(Beginning of RECORDS PROVIDED)
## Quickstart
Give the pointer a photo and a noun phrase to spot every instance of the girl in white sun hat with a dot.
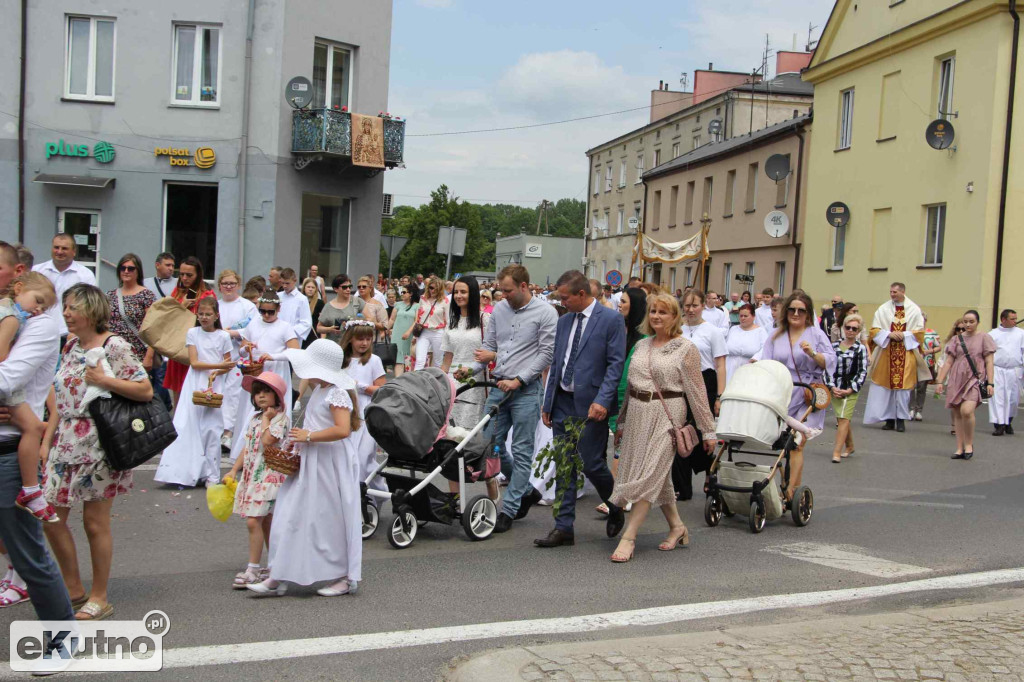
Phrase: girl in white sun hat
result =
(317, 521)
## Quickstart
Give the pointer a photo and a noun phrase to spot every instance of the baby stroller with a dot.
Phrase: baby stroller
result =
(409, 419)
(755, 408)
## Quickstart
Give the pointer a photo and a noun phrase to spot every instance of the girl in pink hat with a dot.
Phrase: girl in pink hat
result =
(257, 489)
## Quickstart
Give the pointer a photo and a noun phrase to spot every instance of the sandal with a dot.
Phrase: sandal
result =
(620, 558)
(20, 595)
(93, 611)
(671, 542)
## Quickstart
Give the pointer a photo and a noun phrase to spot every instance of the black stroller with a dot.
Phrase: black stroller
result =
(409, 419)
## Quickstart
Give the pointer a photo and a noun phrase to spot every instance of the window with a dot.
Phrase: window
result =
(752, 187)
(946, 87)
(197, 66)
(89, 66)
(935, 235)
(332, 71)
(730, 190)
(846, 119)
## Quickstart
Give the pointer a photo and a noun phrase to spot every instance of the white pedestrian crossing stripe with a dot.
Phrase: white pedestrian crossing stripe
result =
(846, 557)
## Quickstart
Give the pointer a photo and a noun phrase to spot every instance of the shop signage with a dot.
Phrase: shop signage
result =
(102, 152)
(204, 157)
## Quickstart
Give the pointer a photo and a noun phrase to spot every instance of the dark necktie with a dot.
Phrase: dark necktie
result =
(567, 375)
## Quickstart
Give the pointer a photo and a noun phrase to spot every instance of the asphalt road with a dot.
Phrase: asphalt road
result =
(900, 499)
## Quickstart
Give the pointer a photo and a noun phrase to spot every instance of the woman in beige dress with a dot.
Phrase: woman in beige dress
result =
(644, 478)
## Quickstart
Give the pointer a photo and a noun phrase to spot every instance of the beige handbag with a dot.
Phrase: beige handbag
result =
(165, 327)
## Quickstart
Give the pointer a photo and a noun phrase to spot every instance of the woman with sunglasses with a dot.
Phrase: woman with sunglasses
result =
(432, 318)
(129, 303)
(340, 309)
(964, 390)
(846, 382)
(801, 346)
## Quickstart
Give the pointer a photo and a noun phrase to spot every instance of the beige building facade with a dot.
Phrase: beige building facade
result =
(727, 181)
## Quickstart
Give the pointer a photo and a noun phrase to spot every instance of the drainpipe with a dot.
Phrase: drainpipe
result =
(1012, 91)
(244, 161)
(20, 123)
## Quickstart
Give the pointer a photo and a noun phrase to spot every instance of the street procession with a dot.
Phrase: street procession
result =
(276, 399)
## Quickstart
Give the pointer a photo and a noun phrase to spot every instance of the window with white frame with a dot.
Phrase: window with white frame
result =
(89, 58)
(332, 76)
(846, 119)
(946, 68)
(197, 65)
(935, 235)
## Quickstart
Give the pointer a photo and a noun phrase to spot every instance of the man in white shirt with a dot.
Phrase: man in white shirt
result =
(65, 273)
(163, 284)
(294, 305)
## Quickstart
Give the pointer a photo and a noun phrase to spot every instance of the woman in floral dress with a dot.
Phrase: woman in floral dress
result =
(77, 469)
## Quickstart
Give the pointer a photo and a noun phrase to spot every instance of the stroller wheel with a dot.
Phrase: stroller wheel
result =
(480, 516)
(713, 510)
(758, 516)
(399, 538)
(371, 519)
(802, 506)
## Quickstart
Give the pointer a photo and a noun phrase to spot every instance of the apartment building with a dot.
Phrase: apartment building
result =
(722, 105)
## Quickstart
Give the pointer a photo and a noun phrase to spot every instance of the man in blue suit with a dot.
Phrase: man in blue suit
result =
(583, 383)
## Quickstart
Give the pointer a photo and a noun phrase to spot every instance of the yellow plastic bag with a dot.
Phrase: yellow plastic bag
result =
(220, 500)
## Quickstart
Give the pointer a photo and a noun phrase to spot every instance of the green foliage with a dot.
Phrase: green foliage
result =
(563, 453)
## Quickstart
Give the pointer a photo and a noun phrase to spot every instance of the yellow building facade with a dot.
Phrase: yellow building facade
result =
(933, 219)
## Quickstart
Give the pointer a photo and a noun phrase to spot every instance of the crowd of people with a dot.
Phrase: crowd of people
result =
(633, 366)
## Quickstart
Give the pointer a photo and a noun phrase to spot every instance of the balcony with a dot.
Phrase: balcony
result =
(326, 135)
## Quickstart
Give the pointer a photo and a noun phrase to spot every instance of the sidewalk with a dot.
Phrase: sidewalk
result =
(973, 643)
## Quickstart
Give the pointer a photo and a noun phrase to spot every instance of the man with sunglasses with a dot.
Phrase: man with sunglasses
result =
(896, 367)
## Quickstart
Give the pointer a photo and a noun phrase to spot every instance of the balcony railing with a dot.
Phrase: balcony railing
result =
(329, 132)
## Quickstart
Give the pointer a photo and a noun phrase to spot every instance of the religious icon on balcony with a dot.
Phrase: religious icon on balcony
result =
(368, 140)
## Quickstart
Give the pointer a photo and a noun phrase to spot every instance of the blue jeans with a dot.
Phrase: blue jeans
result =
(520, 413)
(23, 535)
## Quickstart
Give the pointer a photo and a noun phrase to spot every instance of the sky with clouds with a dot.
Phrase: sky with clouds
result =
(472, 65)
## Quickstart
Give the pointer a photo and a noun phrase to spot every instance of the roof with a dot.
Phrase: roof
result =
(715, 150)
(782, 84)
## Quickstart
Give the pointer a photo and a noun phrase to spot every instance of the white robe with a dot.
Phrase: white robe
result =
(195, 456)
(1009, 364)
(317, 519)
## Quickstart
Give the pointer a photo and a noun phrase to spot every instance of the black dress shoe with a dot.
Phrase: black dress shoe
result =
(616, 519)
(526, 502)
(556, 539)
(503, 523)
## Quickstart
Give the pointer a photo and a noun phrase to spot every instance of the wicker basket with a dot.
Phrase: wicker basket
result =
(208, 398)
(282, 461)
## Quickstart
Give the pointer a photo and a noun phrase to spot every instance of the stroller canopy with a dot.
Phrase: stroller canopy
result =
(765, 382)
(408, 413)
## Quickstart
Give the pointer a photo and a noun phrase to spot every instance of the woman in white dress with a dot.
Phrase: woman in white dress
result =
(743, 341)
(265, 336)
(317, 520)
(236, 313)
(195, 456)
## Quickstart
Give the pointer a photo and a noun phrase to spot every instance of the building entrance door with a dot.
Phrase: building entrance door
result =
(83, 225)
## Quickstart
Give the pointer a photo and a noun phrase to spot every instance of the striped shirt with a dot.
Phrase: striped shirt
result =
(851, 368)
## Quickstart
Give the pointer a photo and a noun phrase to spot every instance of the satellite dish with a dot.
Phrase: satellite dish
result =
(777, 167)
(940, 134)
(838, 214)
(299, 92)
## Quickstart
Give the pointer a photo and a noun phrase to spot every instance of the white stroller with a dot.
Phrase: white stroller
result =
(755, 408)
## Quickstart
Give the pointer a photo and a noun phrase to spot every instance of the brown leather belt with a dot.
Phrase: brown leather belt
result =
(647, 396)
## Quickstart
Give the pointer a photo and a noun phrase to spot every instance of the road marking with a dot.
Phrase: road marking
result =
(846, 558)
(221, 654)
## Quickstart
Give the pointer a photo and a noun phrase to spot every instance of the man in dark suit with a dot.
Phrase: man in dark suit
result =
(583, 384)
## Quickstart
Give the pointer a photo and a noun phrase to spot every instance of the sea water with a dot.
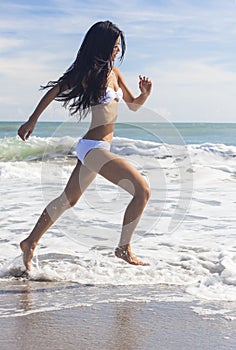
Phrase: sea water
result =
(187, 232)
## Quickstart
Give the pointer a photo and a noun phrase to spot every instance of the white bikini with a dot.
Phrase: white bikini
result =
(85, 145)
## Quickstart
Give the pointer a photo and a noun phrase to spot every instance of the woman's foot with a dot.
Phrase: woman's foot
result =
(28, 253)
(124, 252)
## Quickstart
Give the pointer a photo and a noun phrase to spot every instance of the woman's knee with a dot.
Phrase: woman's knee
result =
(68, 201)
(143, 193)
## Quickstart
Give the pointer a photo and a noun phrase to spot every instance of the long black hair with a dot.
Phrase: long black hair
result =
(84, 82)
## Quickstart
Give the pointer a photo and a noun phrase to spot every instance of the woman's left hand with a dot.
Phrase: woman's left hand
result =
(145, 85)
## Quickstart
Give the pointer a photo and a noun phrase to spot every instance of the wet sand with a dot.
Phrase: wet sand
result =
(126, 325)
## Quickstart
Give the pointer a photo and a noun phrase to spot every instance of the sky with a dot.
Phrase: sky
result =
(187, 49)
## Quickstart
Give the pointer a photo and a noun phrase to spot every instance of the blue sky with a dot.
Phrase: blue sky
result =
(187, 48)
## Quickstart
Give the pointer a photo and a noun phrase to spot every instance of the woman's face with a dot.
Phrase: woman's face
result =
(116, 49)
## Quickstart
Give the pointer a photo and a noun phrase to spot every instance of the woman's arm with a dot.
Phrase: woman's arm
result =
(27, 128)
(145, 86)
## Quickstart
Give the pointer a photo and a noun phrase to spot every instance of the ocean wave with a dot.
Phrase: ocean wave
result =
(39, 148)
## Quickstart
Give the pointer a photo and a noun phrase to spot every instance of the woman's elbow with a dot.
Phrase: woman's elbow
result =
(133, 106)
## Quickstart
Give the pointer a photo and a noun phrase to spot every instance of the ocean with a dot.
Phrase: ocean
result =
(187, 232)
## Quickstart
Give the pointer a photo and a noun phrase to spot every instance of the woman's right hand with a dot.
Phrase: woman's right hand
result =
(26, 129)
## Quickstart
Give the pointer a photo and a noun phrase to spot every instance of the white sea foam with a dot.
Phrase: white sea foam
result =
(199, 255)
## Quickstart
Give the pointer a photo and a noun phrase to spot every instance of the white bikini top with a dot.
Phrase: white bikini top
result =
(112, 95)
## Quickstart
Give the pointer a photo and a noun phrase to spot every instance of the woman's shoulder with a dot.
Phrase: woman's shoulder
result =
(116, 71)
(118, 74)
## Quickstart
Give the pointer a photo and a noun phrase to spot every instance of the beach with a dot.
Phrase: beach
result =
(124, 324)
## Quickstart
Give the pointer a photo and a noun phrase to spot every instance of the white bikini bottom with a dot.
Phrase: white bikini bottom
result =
(End of RECORDS PROVIDED)
*PROMPT*:
Exactly and in full, write out the lines from the one containing "arm with a dot." through the end of the listing.

*RESPONSE AREA*:
Give the pointer a photo and a noun phrase to spot every instance of the woman's arm with a dot.
Phrase: woman's arm
result =
(27, 128)
(145, 86)
## Quickstart
Give the pointer a photo and a noun phrase to spot every instance of the ocean wave with a dot.
Phrase: ocean wave
result =
(39, 148)
## Quickstart
Give the pointer a photo and a noun phrase to spot every instance of the woman's elbow with a dot.
Phrase: woman's elbow
result =
(133, 106)
## Quickstart
Give the pointer a photo and a noun phrase to spot every instance of the ocean with a dot.
Phrase: ocean
result =
(187, 232)
## Quickstart
Give the pointer a photo and a noun phrase to spot every instance of the woman's right hand with a dot.
Phrase: woman's right hand
result =
(26, 129)
## Quickstart
Give the pointer a photo and a noun phrase to spot every instance of the white sea foam with a dot.
Phrase: white sea foam
result =
(199, 255)
## Quickstart
Give the pointer a photo and a noun phrase to spot every instance of the white bikini top with a dot.
Phrase: white bikini top
result =
(112, 95)
## Quickstart
Give the pointer a photo and a noun phrase to spot every instance of the woman's shoulder with a dot.
Phrase: woman's shoulder
result =
(116, 71)
(118, 74)
## Quickstart
Give the pointer a photo and a noun phrase to spot every instance of the beach with a dot.
Phrase: beach
result =
(124, 324)
## Quickstart
Give the pointer a photo and a noun phrase to spot every instance of the white bikini bottom with a dot.
Phrase: white bikini bottom
result =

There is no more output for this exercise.